#### [TASK BRIEF]
Reproduce the rows from the very first line through the line containing "x=425, y=243", both ends included, with the requests kept unchanged. Multiply every coordinate in the answers by 0.35 and round each result to a whole number, with halves rounded up.

################

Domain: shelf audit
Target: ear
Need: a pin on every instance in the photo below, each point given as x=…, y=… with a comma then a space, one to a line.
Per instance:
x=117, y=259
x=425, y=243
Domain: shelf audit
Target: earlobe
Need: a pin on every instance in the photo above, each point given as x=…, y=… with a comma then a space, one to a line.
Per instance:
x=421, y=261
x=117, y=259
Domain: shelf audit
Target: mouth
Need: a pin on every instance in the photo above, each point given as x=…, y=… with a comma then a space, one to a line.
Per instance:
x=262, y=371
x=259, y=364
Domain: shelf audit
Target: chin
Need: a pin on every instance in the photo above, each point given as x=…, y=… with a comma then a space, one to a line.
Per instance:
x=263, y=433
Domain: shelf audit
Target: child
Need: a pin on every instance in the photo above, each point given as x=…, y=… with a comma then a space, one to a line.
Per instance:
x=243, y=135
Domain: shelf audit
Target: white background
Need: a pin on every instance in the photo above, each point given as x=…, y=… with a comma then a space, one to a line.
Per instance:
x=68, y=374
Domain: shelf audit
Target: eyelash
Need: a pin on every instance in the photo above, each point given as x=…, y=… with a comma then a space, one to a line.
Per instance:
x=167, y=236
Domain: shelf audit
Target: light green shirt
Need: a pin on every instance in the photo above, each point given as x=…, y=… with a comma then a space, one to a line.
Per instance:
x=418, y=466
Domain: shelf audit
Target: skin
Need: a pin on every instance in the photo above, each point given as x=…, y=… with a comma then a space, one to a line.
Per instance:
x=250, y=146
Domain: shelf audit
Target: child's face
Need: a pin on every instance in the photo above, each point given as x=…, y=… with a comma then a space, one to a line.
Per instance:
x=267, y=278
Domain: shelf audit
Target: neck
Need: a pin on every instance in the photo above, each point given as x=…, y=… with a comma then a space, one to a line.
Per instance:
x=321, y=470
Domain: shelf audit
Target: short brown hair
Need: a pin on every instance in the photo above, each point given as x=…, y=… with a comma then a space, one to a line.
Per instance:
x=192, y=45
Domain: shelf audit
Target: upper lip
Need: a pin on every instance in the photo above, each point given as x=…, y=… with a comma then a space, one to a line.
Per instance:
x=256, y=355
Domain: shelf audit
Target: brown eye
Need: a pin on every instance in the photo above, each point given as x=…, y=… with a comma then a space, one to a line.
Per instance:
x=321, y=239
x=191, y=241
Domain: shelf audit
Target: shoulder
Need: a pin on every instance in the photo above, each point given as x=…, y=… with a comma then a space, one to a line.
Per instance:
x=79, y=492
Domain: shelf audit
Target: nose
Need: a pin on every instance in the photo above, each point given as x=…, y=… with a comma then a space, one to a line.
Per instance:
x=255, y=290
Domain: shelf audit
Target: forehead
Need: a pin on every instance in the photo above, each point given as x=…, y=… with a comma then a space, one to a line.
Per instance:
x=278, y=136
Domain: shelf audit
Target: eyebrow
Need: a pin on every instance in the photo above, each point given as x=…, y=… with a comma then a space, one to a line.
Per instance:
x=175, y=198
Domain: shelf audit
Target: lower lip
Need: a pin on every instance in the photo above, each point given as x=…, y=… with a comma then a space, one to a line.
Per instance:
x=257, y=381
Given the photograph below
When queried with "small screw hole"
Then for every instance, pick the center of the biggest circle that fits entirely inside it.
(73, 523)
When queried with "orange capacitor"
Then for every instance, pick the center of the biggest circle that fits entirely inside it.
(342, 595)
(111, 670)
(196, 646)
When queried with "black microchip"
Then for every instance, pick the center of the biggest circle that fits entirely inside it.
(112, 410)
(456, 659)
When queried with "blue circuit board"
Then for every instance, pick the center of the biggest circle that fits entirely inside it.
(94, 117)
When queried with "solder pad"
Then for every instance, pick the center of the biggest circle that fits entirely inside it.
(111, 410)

################

#### [FINISHED TASK]
Domain: shelf audit
Target: ear
Need: a pin on every instance in the photo below, each point given as x=…, y=… with a comma then a space, one to a line.
Per instance:
x=41, y=91
x=149, y=85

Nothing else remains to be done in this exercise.